* start SELECTED EXCERPT *

Ms Rousseff's departure would bring to an end the PT era, which began 13 years ago under her predecessor and patron, Luiz Inacio Lula da Silva. It would upend Brazil's politics - and increase uncertainty - even as the country struggles to halt an economic crisis. This is perhaps the most dangerous moment for the still-evolving democracy since the generals stepped down in 1985.


Ms Rousseff and her party denounced the lower-house decision as a coup d'etat - like the once in 1964, but with the role of the generals played by biased media, a "selective" judiciary and compromised legislators. Forty of the congressmen who voted against her have been indicted for various crimes; 15 more are under investigation in Lava Jato (Car Wash), as the Petrobras corruption investigation is known. She compared her ordeal to the torture she suffered as a left-wing guerrilla under the dictatorship, and vowed to fight on.


But she looks unlikely to win over the Senate, which began to set up a commission to analyse the lower-house motion on April 19th. The Senate's make-up is somewhat more friendly to her than that of the lower house: larger and richer states in the south and south-east, where she and her party are widely lathed, account for half of lower-house seats but only a quarter of the Senate's. But only a bare majority is required for the Senate to accept the impeachment motion for trial. Estado de Sao Paulo, a newspaper that has been tracking voting intentions, reckons that 46 out of 81 senators want an impeachment trial (and 20 are against)


The Senate is likely to vote by mid-May. If the result is as expected, Ms Rousseff would have to step aside and the vice-president, Michel Temer, would take her place for up to 180 days. Should two-thirds of senators then vote to remove Ms Rousseff from office, he would serve until her term ends in Decemer 2018.

* end SELECTED EXCERPT *

**OBJECTIVES**:
1. Reproduce part of the Rousseff passage word for word. Begin at the words "But she looks" and stop after "20 are against)".
2. Condense the paragraph of the Rousseff passage that begins "Ms Rousseff's departure would bring" into a short bulleted list that keeps its main facts.

* start STORED DATA *

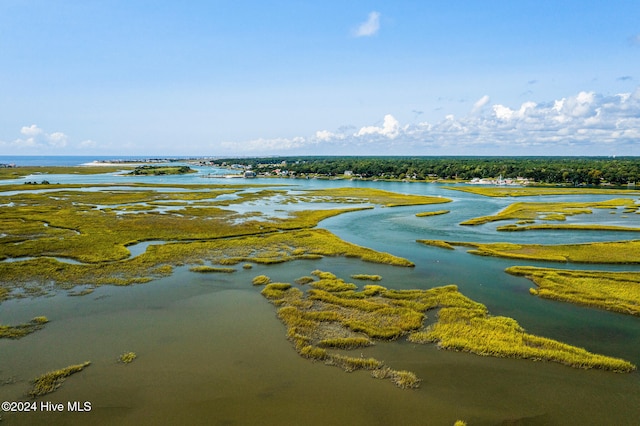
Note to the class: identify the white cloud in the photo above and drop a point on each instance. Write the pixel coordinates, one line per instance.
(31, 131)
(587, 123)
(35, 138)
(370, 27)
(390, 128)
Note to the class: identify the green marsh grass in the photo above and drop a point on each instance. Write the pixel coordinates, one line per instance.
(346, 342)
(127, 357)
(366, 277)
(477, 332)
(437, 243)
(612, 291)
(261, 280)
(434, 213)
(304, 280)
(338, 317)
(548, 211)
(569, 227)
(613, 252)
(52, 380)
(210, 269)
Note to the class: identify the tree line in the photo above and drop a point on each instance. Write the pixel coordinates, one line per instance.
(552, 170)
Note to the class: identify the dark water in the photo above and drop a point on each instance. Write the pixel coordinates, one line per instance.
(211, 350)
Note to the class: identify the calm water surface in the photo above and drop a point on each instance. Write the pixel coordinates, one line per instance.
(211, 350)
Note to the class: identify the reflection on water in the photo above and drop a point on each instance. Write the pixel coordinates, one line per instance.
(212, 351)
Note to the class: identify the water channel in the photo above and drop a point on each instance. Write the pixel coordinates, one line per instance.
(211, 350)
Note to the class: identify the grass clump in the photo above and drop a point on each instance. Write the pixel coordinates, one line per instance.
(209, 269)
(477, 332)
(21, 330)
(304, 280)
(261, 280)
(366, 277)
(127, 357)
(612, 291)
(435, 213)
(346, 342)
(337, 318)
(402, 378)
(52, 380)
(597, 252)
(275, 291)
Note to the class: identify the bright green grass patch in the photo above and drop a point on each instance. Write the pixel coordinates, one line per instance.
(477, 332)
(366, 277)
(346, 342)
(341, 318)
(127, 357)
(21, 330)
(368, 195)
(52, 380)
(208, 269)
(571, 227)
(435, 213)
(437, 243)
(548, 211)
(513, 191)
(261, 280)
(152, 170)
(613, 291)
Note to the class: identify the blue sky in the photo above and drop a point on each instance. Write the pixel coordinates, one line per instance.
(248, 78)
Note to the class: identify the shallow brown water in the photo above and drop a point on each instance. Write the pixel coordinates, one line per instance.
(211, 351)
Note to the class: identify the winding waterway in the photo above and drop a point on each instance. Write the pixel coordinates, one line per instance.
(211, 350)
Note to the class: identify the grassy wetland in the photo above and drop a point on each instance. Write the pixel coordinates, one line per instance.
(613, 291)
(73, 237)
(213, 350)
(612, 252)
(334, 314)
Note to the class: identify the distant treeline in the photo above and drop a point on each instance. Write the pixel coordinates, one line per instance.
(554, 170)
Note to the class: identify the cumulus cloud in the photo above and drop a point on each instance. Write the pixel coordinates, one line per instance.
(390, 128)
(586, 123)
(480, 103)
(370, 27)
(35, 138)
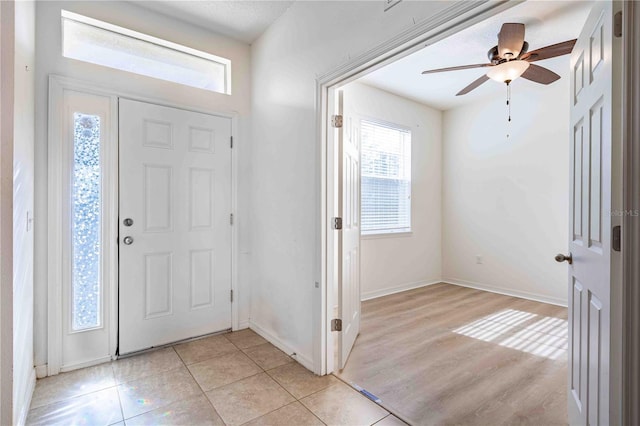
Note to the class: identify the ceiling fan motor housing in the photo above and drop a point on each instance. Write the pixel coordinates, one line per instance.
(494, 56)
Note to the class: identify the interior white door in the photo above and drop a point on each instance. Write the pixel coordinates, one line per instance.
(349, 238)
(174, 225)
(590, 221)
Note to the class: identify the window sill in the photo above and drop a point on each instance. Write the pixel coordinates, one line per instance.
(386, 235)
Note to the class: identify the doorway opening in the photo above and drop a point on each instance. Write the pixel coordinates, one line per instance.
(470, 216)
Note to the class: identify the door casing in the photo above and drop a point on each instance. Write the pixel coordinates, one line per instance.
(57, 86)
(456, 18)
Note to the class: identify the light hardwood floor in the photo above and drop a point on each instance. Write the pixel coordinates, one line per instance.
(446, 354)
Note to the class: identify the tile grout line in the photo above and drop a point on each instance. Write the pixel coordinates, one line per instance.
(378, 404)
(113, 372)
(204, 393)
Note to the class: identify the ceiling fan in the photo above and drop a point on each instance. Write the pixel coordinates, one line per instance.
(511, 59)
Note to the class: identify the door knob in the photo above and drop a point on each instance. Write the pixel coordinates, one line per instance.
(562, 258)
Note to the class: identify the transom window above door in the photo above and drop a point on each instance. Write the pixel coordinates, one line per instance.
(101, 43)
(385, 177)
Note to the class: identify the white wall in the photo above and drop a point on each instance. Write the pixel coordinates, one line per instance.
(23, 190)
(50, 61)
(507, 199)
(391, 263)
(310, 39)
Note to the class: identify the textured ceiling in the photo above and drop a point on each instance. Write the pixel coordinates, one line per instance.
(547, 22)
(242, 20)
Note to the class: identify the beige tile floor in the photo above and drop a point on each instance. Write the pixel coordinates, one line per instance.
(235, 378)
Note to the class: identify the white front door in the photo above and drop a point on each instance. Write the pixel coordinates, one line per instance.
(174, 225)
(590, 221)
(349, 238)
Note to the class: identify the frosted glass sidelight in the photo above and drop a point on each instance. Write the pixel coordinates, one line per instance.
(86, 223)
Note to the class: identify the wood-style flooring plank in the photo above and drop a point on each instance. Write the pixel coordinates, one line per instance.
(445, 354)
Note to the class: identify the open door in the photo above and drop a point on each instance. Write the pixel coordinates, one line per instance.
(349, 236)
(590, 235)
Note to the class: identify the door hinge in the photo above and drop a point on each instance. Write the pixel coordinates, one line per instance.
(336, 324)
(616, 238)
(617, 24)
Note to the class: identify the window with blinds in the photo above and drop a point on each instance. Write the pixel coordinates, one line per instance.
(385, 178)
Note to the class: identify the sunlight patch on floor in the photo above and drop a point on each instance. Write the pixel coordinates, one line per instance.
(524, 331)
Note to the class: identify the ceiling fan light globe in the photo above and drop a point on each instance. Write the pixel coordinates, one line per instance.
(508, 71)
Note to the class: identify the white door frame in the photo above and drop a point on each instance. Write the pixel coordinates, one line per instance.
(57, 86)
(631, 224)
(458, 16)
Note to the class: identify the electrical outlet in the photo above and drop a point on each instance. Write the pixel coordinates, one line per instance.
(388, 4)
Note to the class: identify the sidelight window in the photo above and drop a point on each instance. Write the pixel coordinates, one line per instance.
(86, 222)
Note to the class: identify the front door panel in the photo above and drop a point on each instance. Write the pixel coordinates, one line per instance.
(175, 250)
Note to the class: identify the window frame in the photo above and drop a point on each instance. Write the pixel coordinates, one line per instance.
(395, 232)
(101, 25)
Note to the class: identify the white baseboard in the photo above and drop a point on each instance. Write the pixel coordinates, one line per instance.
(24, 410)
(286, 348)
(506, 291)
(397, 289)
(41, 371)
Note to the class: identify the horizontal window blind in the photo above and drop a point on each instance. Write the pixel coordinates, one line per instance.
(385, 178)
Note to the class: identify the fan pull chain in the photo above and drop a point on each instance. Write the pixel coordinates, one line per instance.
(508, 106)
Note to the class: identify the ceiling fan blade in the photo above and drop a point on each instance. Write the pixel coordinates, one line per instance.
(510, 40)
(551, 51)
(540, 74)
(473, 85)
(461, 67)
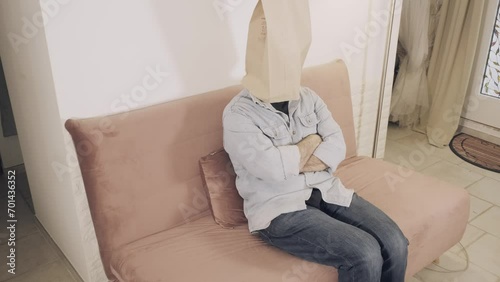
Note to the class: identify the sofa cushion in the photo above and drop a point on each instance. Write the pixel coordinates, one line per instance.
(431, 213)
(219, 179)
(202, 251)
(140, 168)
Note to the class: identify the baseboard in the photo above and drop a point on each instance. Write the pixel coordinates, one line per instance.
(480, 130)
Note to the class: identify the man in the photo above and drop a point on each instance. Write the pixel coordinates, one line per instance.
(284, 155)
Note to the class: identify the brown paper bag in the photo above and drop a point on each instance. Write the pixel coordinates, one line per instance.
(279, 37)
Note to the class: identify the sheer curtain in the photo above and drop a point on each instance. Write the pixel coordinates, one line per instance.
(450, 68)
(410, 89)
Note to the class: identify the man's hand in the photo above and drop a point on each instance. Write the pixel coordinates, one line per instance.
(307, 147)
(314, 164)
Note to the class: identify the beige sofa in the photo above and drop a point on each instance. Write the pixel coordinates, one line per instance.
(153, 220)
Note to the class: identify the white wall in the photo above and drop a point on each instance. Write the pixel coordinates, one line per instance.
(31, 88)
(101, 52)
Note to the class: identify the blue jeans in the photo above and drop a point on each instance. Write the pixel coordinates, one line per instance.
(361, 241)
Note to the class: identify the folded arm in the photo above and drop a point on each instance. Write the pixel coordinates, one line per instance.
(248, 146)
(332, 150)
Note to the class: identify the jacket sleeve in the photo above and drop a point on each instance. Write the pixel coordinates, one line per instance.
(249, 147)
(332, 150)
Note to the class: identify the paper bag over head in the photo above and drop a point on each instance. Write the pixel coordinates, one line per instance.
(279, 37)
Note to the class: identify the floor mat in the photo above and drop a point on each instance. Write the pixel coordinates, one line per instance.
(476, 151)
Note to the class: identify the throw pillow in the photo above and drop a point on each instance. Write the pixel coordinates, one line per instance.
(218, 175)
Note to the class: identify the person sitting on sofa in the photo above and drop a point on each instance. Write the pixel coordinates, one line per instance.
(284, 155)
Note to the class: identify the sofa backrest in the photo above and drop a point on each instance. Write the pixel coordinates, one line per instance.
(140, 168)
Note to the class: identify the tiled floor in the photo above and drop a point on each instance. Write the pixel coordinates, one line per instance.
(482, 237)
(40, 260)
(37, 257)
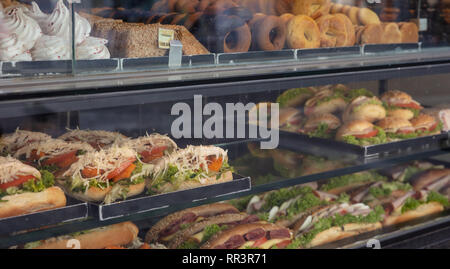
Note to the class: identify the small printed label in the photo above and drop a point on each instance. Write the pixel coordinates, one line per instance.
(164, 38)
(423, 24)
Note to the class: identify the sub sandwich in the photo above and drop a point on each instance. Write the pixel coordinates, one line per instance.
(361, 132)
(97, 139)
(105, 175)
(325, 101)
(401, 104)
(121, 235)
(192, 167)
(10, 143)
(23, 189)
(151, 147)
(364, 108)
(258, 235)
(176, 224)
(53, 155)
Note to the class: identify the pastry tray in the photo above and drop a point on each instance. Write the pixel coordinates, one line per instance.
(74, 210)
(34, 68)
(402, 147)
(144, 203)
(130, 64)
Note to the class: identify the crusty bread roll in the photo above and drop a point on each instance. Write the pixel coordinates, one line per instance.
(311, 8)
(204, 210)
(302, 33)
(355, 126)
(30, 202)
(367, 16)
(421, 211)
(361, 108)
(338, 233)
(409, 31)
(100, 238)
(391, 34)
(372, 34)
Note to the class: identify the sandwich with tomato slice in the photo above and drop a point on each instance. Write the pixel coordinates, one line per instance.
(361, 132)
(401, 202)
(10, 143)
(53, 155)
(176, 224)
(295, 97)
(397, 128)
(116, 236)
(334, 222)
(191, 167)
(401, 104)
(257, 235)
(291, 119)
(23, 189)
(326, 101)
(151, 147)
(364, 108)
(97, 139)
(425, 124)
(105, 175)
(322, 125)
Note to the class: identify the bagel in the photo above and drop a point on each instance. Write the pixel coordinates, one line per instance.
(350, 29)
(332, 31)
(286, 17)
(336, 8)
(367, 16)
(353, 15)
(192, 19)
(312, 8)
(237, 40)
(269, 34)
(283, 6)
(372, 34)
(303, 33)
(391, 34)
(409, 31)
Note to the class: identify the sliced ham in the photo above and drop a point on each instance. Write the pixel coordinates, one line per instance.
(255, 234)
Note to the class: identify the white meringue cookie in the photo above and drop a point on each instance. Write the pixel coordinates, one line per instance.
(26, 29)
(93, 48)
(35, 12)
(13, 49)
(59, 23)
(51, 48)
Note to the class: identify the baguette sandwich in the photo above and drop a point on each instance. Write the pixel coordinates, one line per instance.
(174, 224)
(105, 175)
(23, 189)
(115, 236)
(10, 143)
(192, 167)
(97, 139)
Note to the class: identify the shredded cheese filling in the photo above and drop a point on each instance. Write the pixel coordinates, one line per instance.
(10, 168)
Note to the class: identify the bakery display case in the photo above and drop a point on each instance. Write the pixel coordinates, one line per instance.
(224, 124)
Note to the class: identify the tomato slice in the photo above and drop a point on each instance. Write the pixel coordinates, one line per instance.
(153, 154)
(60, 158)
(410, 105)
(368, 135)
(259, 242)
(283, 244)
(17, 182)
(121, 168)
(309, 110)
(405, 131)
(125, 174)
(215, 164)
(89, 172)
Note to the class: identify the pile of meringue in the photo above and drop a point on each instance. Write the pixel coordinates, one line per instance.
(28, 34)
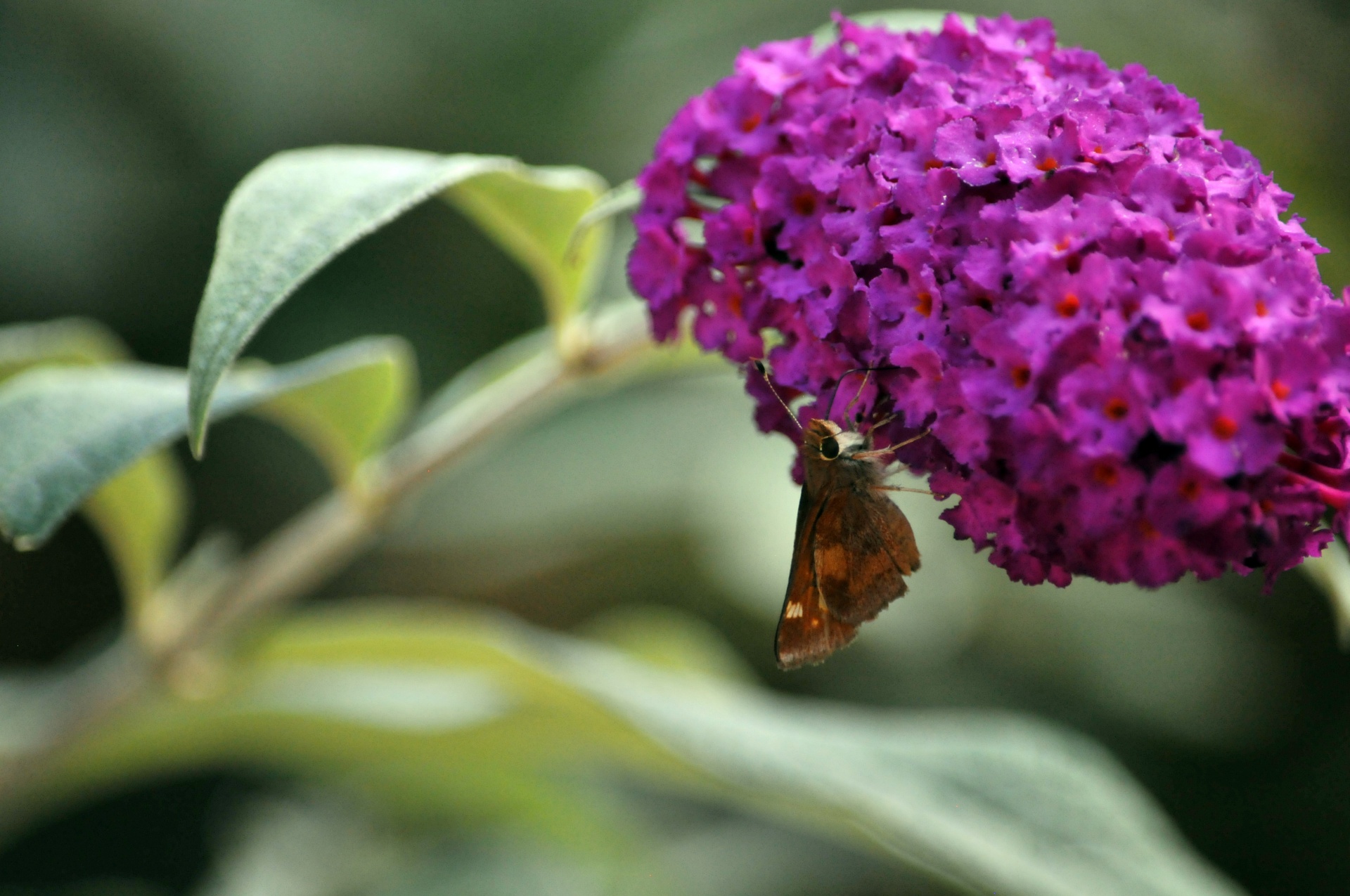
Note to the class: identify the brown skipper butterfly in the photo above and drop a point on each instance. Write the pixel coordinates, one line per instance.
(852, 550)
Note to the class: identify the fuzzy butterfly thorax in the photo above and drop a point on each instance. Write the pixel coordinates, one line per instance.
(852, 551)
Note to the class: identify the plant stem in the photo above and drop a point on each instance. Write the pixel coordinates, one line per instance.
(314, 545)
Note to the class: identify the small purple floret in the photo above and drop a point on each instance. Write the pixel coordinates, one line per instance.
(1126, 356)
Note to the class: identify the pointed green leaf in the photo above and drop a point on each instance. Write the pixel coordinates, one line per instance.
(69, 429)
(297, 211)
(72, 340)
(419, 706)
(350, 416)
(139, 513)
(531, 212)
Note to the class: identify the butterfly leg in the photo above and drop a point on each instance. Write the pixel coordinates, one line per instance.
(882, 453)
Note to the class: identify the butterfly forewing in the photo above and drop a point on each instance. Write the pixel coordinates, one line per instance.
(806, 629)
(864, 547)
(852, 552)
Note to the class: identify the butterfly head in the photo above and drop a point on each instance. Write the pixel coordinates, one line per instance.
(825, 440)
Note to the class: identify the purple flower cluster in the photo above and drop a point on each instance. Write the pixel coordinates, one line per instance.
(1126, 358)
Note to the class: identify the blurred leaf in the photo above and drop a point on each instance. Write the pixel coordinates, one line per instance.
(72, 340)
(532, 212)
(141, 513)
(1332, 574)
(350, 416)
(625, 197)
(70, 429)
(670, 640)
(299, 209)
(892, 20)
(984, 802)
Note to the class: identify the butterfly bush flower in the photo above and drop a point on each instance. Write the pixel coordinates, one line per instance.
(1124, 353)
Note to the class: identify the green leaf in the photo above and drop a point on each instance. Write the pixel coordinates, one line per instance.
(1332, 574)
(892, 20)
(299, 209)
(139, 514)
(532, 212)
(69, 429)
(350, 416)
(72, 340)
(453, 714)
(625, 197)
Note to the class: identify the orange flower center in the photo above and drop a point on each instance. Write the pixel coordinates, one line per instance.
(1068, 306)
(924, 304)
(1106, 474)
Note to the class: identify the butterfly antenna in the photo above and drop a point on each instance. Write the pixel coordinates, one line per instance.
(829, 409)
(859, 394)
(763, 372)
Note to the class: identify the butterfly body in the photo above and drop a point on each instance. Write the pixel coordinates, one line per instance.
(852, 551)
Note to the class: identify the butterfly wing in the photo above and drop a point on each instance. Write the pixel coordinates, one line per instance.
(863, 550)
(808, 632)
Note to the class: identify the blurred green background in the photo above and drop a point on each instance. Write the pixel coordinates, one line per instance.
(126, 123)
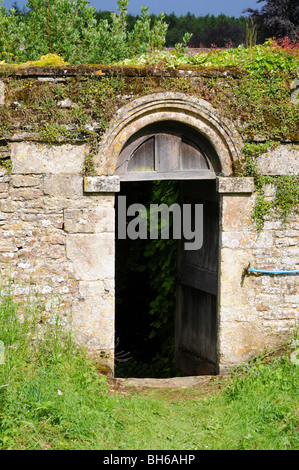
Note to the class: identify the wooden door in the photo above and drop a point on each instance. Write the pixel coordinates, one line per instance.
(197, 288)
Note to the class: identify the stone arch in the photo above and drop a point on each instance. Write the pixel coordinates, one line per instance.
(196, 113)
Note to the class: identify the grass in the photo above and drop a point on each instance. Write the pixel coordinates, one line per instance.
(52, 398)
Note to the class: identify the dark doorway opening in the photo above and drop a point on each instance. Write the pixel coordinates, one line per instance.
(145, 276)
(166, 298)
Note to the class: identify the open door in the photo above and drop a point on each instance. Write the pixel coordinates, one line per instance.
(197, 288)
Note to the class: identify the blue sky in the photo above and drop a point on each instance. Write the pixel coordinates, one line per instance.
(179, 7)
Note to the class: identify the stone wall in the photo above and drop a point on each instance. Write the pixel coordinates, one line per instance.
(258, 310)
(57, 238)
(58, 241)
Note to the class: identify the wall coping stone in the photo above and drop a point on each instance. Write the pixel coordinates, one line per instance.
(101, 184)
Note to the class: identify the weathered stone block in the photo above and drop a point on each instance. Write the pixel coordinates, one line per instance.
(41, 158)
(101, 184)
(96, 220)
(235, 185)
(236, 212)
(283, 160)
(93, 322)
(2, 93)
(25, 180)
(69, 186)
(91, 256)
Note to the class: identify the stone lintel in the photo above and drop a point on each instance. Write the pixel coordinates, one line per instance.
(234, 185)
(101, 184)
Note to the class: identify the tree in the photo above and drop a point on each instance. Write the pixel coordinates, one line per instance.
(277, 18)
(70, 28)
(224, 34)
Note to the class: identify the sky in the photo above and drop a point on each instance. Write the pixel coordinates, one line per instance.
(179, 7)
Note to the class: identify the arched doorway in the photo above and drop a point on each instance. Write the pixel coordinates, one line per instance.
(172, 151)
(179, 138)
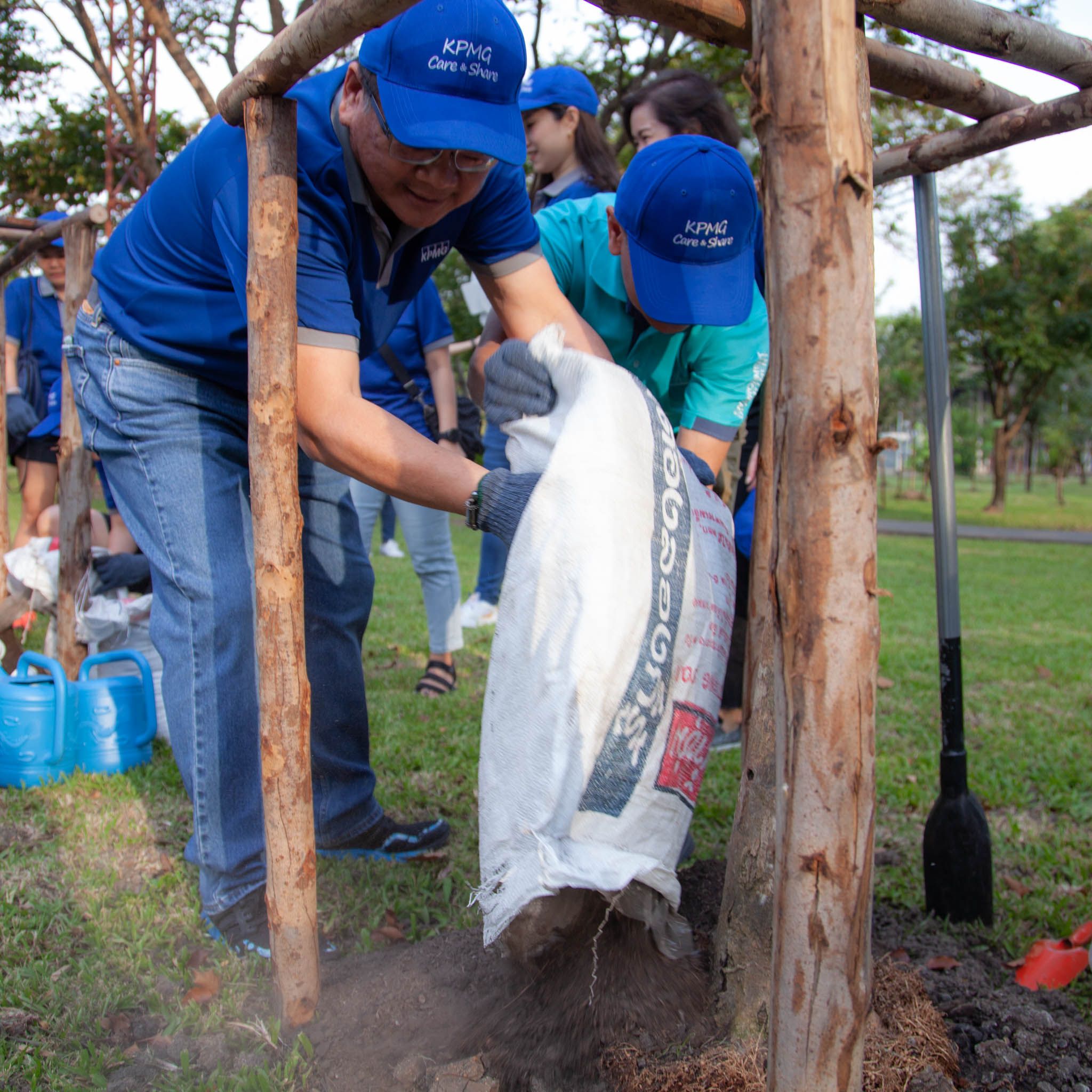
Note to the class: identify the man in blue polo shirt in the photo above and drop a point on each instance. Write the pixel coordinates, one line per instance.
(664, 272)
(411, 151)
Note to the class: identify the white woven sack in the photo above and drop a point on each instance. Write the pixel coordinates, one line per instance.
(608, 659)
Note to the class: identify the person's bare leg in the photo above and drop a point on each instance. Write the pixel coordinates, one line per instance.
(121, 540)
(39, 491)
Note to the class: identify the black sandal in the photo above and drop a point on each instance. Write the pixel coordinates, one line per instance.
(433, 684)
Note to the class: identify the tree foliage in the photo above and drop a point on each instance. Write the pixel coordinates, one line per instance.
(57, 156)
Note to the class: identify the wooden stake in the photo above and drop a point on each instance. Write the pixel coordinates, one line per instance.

* end STORED DATA *

**SOLUTIONS**:
1.
But she looks unlikely to win over the Senate, which began to set up a commission to analyse the lower-house motion on April 19th. The Senate's make-up is somewhat more friendly to her than that of the lower house: larger and richer states in the south and south-east, where she and her party are widely lathed, account for half of lower-house seats but only a quarter of the Senate's. But only a bare majority is required for the Senate to accept the impeachment motion for trial. Estado de Sao Paulo, a newspaper that has been tracking voting intentions, reckons that 46 out of 81 senators want an impeachment trial (and 20 are against)

2.
- Ms Rousseff's departure would end the PT era, which began 13 years ago under her predecessor and patron, Luiz Inacio Lula da Silva.
- It would upend Brazil's politics and increase uncertainty while the country struggles to halt an economic crisis.
- This is perhaps the most dangerous moment for the still-evolving democracy since the generals stepped down in 1985.